**** BACAAN

Isnin, 7 Januari 2008

ISLAM DAN BUDAYA PAPUA

Memang kadang iman menurut Imam AL-Ghozali, kadang naik-kadang turun. Tapi soal sikap saya terhadap Kolonial, entah siapapun dan darimanapun kolonialisme itu, saya tetap bahwa sikap saya tegas, bagi saya sedikitpun tidak ada kompromi. Dalam pemikiran sebagai bagian dari politice education, memang saya bisa saja menulis demikian untuk proyek latihan pemikiran (intelectual exercise). Namun itu tidaklah berarti sikap moderasi, sama sekali tidak ! Sebab yang menyemangati saya bersikap demikian adalah semangat ajaran agama Islam sendiri.

Kalaupun saya menulis soal semangat adat, maka sesungguhnya hal yang demikian tidaklah bertentangan dengan Islam. Islam ditarik dari langit, lebih dekat dan akhirnya bagaimana dibumikan di bumi West Papua. Saya mencoba mengakrabkan tapi tidak dulu dengan simbol tapi islam substansif, diantara kiatnya adalah islam tidak disikapi sebagai asing, dengan demikian orang merasa tidak asing dengan islam yang memang diantara salah satu tujuan kehadirannya didunia adalah rahmatan'alamin benar-benar dirasakan manfaatnya, termasuk bangsa West Papua.

********
**** DATA TERSEDIA

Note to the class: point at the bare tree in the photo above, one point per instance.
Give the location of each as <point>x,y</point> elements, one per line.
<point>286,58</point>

********

# TUGAS LATIHAN
A: Dalam tulisan tentang Islam dan budaya Papua, siapa yang disebut berpendapat bahwa iman kadang naik dan kadang turun?
B: Ketik ulang bagian tulisan tentang Islam dan budaya Papua, mulai dari "Memang kadang iman" sampai "agama Islam sendiri.".
C: Tulis kelanjutan tulisan tentang Islam dan budaya Papua, mulai setelah kalimat terakhirnya.

# JAWABAN
A: Imam AL-Ghozali.

B:
Memang kadang iman menurut Imam AL-Ghozali, kadang naik-kadang turun. Tapi soal sikap saya terhadap Kolonial, entah siapapun dan darimanapun kolonialisme itu, saya tetap bahwa sikap saya tegas, bagi saya sedikitpun tidak ada kompromi. Dalam pemikiran sebagai bagian dari politice education, memang saya bisa saja menulis demikian untuk proyek latihan pemikiran (intelectual exercise). Namun itu tidaklah berarti sikap moderasi, sama sekali tidak ! Sebab yang menyemangati saya bersikap demikian adalah semangat ajaran agama Islam sendiri.

C:
Kalau jika yang didahulukan adalah simbol maka, sikap anti pati tak terhindarkan. Saya mencoba kedepankan isi dulu dari pada bungkusan, substansi daripada simbol. Jika sebaliknya maka hasil yang didapati adalah sikapi antipati, saya menghindari yang demikian dan itu dulu yang penting.

Saya lebih mengutamakan suatu nilai di luar dari Agama Islam, mungkin, ada kesan demikian, apalagi membaca tulisan saya terlampir ini, saya jawab ya, harus demikian dulu ! Saya harus, misalnya lebih mengedepankan Adat dan Budaya Papua dulu, itupun juga sesungguhnya tidak bertentangan dengan Islam.

Hanya saja nanti islam atau adat akn mewarnai kepemelukan keagamaan itulah yang harus dibersihkan nantinya adalah masalah tersendiri nantinya. Sebagaimana pola pembagian proses islamisasi, Taufik Abdullah, ada empat pola yaitu : Pola Aceh yang dari perkampungan sehingga islamisasi menyeluruh sehingga muncul pameo :" Aceh Serambi Mekah". Islamisasi Aceh tuntas.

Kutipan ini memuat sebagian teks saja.